Wherever the string "every" appears in the records, return the line that holds it.

***** Exercise inputs

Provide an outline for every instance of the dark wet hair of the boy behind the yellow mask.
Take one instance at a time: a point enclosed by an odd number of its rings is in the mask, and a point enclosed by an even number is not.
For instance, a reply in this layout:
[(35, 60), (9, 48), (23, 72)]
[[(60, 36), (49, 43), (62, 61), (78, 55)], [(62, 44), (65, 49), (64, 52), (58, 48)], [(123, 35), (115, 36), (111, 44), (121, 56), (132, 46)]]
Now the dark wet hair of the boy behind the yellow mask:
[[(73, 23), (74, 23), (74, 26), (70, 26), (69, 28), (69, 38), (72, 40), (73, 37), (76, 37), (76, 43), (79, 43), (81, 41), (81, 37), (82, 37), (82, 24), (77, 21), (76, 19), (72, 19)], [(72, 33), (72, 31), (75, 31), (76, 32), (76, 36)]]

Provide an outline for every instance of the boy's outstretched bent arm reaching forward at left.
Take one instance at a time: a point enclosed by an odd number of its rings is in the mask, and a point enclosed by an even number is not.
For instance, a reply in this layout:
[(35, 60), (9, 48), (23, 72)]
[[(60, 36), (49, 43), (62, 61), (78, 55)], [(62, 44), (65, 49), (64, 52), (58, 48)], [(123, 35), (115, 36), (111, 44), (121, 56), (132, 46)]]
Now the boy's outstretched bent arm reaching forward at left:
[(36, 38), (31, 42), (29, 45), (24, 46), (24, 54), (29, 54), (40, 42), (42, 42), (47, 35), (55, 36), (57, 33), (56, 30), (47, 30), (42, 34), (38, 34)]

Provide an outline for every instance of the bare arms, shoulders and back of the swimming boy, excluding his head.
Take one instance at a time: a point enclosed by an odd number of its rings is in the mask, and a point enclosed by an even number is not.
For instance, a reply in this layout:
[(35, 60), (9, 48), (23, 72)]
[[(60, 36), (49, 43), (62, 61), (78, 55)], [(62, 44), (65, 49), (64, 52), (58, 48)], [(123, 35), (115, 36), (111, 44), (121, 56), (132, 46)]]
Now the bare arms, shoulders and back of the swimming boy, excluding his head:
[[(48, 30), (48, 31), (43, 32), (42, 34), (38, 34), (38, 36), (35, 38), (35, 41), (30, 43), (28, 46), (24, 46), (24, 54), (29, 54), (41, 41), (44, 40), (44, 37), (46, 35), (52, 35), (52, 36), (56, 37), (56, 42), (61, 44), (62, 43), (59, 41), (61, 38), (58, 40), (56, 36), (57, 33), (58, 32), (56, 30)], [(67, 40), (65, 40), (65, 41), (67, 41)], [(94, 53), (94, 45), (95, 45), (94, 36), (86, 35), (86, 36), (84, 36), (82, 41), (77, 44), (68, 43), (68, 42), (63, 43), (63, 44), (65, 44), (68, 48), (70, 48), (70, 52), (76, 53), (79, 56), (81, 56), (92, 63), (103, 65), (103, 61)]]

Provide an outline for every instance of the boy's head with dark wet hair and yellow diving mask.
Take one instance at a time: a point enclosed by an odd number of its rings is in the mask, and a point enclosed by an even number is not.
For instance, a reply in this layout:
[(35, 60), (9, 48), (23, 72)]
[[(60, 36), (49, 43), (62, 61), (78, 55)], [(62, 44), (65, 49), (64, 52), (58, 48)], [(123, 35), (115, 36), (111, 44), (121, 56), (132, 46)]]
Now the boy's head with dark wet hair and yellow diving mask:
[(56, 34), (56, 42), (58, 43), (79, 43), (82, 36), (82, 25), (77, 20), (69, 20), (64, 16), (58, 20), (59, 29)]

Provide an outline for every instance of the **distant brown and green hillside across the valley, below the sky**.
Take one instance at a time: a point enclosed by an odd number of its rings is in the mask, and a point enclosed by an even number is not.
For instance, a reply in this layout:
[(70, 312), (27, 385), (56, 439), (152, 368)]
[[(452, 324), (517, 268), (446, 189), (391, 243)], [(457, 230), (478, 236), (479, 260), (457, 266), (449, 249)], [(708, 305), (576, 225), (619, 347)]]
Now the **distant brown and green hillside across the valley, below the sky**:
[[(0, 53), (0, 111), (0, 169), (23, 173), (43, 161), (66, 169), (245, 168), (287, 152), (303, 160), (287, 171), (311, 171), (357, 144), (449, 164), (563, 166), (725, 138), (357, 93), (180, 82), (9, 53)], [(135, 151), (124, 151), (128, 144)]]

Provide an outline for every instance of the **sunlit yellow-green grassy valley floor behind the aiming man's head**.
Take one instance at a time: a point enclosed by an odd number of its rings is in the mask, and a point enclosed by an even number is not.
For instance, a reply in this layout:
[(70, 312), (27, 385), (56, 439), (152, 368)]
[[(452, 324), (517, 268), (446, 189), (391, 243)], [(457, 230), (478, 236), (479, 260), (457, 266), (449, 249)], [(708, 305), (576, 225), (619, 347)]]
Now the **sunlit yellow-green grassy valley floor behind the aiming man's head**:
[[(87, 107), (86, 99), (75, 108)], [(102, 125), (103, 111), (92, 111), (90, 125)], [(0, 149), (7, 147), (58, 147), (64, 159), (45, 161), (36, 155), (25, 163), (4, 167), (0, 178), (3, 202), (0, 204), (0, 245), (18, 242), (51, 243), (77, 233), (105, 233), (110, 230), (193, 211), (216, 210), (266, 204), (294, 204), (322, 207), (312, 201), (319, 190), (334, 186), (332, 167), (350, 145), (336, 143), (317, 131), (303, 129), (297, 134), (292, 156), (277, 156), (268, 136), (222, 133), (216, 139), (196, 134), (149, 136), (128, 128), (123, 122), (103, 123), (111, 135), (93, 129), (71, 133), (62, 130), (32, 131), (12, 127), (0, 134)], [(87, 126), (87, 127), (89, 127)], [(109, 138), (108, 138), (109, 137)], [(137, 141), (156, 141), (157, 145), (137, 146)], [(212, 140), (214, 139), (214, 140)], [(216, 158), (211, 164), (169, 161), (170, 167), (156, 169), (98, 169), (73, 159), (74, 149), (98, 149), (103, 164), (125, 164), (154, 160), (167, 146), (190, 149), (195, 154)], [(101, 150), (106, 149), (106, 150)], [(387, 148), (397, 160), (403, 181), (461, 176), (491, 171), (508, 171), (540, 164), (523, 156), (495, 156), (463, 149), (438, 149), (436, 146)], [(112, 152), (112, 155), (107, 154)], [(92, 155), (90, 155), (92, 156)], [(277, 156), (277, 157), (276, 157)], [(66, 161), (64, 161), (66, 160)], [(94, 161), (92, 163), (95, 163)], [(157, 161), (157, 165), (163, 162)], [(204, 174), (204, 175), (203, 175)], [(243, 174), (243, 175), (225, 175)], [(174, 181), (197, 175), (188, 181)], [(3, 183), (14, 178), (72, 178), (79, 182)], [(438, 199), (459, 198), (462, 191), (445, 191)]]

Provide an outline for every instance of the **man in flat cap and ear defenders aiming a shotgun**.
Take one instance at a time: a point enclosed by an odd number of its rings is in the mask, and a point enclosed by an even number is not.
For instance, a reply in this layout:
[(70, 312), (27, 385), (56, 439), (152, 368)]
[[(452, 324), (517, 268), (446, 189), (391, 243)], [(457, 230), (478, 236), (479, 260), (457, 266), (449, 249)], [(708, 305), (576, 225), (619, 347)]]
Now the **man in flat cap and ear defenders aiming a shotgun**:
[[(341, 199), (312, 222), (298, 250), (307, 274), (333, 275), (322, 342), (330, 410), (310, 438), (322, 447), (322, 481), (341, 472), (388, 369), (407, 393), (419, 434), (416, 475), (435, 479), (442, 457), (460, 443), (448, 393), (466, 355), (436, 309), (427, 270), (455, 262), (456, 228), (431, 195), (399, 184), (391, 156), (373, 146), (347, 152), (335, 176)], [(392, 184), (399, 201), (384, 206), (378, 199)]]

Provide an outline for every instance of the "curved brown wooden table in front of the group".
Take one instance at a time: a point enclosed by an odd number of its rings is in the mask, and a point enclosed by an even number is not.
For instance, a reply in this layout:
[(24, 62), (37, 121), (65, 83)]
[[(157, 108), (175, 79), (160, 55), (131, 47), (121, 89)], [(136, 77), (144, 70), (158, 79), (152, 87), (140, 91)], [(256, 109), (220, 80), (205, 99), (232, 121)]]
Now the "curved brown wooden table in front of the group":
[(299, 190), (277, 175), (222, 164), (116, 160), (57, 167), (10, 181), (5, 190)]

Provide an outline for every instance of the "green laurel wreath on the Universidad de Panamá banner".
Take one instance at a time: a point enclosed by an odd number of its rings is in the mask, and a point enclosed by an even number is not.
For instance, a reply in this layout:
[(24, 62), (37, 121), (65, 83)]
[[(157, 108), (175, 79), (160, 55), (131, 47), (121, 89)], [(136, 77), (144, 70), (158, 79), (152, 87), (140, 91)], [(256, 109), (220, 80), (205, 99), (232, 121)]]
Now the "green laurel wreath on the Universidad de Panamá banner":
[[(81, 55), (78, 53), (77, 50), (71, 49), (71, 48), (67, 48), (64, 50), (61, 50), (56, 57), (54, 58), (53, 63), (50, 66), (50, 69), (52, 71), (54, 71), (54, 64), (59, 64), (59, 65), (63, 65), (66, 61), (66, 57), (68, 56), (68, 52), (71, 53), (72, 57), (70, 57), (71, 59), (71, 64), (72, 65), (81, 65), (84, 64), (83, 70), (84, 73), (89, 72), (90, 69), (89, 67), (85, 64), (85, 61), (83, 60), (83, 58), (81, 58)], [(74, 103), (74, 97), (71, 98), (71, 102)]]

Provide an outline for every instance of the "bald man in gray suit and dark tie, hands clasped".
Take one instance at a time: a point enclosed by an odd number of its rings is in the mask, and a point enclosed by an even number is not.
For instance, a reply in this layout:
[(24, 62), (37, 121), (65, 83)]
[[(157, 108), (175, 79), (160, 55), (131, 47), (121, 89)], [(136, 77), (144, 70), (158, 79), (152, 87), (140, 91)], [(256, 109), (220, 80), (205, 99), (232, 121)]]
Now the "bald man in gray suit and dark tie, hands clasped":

**********

▶ [Output of the task]:
Provide an outline for every instance of the dark wet hair of the boy behind the yellow mask.
Provide an outline for every instance of the boy's outstretched bent arm reaching forward at left.
Provide an outline for every instance of the bare arms, shoulders and back of the swimming boy, excluding his head.
Provide an outline for every instance of the boy's head with dark wet hair and yellow diving mask.
Provide an outline for every instance of the **distant brown and green hillside across the valley, below the sky**.
Provide an outline for every instance of the **sunlit yellow-green grassy valley floor behind the aiming man's head**.
Provide an outline for every instance of the **man in flat cap and ear defenders aiming a shotgun**.
Provide an outline for every instance of the "curved brown wooden table in front of the group".
Provide an outline for every instance of the "green laurel wreath on the Universidad de Panamá banner".
Provide an outline for every instance of the "bald man in gray suit and dark tie, hands clasped".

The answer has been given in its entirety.